(Excerpts of point annotation data):
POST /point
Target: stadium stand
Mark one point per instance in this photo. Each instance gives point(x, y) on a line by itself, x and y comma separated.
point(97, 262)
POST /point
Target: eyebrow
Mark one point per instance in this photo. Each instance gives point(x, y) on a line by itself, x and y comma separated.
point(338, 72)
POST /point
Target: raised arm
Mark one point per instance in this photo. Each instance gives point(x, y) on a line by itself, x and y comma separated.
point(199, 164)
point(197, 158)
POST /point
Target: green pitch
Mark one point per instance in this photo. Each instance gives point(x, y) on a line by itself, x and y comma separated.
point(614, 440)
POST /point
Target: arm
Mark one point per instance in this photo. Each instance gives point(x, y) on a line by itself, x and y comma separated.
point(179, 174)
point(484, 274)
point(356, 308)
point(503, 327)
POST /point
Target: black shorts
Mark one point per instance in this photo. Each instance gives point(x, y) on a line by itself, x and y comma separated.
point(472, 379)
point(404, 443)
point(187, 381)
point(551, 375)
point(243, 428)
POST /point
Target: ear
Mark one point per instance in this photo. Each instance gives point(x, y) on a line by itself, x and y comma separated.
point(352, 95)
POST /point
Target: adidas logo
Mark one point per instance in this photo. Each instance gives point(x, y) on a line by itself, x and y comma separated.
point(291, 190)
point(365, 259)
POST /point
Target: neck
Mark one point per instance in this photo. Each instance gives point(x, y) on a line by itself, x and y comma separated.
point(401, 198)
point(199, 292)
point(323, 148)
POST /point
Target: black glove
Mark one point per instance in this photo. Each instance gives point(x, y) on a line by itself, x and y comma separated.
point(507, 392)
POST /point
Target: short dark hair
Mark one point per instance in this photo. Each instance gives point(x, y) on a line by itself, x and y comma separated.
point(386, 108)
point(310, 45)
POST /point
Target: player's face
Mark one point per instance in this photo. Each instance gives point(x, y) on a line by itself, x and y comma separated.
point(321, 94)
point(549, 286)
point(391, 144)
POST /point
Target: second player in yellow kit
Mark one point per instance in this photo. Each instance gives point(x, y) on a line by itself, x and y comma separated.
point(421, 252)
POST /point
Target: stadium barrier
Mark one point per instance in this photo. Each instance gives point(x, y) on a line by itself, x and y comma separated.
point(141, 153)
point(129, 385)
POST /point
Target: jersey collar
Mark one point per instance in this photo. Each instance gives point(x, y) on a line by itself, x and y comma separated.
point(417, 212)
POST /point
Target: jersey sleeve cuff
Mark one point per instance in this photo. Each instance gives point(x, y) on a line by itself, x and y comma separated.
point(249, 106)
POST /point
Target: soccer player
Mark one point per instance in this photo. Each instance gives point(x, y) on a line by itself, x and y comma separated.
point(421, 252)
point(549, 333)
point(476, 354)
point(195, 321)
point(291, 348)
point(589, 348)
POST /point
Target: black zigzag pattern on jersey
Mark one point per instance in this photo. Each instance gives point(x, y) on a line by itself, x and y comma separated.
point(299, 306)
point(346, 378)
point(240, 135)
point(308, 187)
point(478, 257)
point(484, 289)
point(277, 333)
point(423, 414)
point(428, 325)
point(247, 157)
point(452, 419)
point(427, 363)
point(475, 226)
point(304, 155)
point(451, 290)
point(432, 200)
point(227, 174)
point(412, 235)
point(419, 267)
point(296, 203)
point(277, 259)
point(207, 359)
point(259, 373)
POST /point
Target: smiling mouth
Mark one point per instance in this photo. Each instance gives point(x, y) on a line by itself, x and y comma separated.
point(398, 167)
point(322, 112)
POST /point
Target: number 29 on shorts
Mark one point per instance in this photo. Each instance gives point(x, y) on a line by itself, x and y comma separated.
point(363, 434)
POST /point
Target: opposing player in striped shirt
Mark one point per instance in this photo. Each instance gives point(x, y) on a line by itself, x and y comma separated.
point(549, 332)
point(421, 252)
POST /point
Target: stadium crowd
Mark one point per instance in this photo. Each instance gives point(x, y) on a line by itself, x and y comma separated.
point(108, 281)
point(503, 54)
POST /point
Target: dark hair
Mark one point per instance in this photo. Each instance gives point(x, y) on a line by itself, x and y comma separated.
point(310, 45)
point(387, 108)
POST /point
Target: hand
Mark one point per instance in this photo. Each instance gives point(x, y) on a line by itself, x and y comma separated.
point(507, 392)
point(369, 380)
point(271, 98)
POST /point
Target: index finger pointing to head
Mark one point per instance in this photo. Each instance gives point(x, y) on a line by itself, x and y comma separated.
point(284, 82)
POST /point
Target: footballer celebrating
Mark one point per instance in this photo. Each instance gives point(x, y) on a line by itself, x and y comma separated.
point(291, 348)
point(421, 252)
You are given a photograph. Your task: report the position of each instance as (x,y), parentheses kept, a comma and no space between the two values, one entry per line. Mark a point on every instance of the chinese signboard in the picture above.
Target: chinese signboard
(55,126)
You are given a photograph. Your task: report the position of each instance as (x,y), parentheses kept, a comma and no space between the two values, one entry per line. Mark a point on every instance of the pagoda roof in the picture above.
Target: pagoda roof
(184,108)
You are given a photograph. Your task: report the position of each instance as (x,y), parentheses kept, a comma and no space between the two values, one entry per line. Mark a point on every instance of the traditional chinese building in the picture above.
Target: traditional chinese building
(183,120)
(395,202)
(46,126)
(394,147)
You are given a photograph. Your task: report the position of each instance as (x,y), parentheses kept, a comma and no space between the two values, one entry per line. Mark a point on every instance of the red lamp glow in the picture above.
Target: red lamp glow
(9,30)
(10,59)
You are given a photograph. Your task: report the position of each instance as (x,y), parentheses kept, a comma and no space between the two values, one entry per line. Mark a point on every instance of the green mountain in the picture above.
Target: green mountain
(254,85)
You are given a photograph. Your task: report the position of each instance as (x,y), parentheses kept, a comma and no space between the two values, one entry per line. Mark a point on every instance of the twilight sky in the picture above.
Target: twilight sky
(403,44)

(SHORT PROBLEM):
Can you arrange the records above as a two-column CSV with the headers request and answer, one row per record, every field in double quotes, and line breaks inside a field replaced by spaces?

(SOLVED EXERCISE):
request,answer
"POST /point Target: stadium stand Mark one point per instance in this photo. Each instance gives point(x, y) on a line by itself, x and y comma separated.","point(97, 262)"
"POST /point Target: eyebrow Mark one point per instance in this photo. Each instance gives point(x, y) on a line by itself, x and y comma separated.","point(338, 72)"
"POST /point Target: raised arm Mark one point per instance in this photo. Each instance gives point(x, y) on a line by itself, x and y comma separated.","point(199, 164) point(197, 158)"
"POST /point Target: green pitch Mark one point per instance in this photo. Each instance gives point(x, y) on a line by itself, x and y comma separated.","point(614, 440)"
"POST /point Target: arm Mark one point per instance in this photo. Each instance gives point(x, y) on a line by itself, x and y comma separated.","point(179, 174) point(484, 274) point(356, 308) point(503, 327)"
"POST /point Target: black shorts Mark one point per instance in this photo. Each instance gives point(x, y) on a line by itself, x and y comma separated.","point(472, 379) point(404, 443) point(187, 381) point(551, 375) point(243, 428)"
"POST /point Target: ear Mark one point per instance in this photo. Each instance gives point(x, y) on a line by itself, x and y comma separated.","point(352, 95)"
"POST /point Target: adidas logo Mark one point per instance in this photo. Each instance gives point(x, y) on a line by itself, x and y comma separated.","point(291, 190) point(365, 259)"
"POST /point Target: neck Mark one point per instance in this photo. Each instance gives point(x, y) on a line by itself, x and y comma separated.","point(401, 198) point(199, 292) point(323, 148)"
"POST /point Target: black glove Mark one point per instance in this photo. Each instance gives point(x, y) on a line by itself, x and y comma separated.","point(507, 392)"
"POST /point Target: short dark hair Mark one point per instance in this photo. Each instance gives point(x, y) on a line by itself, x and y comma separated.","point(386, 108) point(310, 45)"
"POST /point Target: player's face Mark one point per instance in this photo. Each instance gives point(x, y) on a line by itself, x and y comma separated.","point(321, 94) point(549, 286) point(391, 144)"
"POST /point Target: second player in yellow kit Mark one point per instance in this photo. Each instance gives point(x, y) on a line by itself, x and y comma separated.","point(421, 252)"
"POST /point Target: stadium barrier Mark one point per instance in this photo. Each instance gives point(x, y) on a line by itself, x and y comma separated.","point(141, 153) point(129, 385)"
"POST /point Target: jersey collar Mark one point per instance in this photo. Each instance gives point(x, y) on a line by itself, x and y comma separated.","point(417, 212)"
"POST /point Target: jersey sleeve cuff Mark one point per instance in this photo. Each instance gives point(x, y) on a line by itself, x and y comma separated.","point(249, 106)"
"POST /point Target: soccer player Mark one point per instance in this photo. Each instance gives point(x, y) on a line by itself, x and y comma separated.","point(421, 252) point(549, 333) point(476, 354) point(195, 321) point(291, 348) point(589, 348)"
"POST /point Target: black zigzag pattern on jersey Mark one point per instance in this photo. Each instance gives point(x, y) on a line by itself, x and y comma separated.","point(299, 306) point(346, 378) point(240, 135) point(308, 187) point(478, 257) point(484, 289) point(277, 333) point(423, 414) point(428, 325) point(247, 157) point(452, 419) point(427, 363) point(475, 226) point(304, 155) point(451, 290) point(432, 200) point(227, 174) point(412, 235) point(419, 267) point(296, 203) point(277, 259) point(207, 359) point(259, 373)"
"POST /point Target: smiling mouth Mark one point per instance in this photo. Each instance gives point(x, y) on a line by itself, x and y comma separated.","point(398, 167) point(322, 112)"
"POST /point Target: number 29 on shorts Mark one point per instance in this photo. Each instance gives point(x, y) on a line by itself, x and y comma separated.","point(363, 434)"
"POST /point Target: opposing player in striped shirt Mark one point per instance in this photo. Each instance gives point(x, y) on a line by itself, x and y comma separated.","point(549, 332) point(421, 252)"
"POST /point Target: stadium crowd Mark one point per instance in this photo. Each instance gives point(x, y) on a line by itself, x and y comma separated.","point(108, 281) point(503, 54)"
"POST /point Target: dark hair Mark one point per instance in this photo. Each instance gives point(x, y) on a line by itself, x and y comma separated.","point(310, 45) point(387, 108)"
"POST /point Target: hand Mark one point per instance in this photo. Each instance gives point(x, y) on a line by itself, x and y comma separated.","point(507, 392) point(369, 380) point(271, 98)"
"POST /point Target: index finger pointing to head Mark one point per instance in this photo. Each instance gives point(x, y) on a line by itself, x and y comma separated.","point(284, 82)"
"POST /point Target: footballer celebrating Mark one point per instance in this photo. Each instance gives point(x, y) on a line by itself, x and y comma separated.","point(291, 348) point(421, 252)"
"You are given a photograph. Your task: report the position of each instance as (x,y), parentheses kept, a comma and no space between the two values, one entry per line. Mark a point on every instance of the chinese signboard in the picture above. Target: chinese signboard","(55,126)"
"You are given a photograph. Your task: report the position of each instance as (x,y), parentheses kept, a comma and no space between the two values, one entry per line. Mark a point on every instance of the pagoda roof in the picture above. Target: pagoda roof","(184,108)"
"You are given a photograph. Your task: report the position of each instance as (x,y), parentheses kept, a comma and no space between the two values, one entry per line. Mark a point on every instance of the traditional chinese building in the picture above. Target: traditional chinese building","(183,120) (395,202) (46,126) (394,147)"
"You are given a photograph. Your task: report the position of each instance as (x,y), parentheses kept, a comma and no space between the two values, one entry per line. Mark a point on every instance of the red lamp glow in the picture above. Target: red lamp glow","(9,30) (10,59)"
"You are given a photograph. Your task: report the position of each instance as (x,y), parentheses kept, a comma and no space between the two values, one entry per line. Mark a point on every instance of the green mountain in the picture above. Target: green mountain","(254,85)"
"You are given a photograph. Your task: report the position of each instance as (x,y), parentheses kept, a comma and no space between the two values, one entry per line. Mark a point on every instance of the twilight sky in the picture above. Target: twilight sky","(403,44)"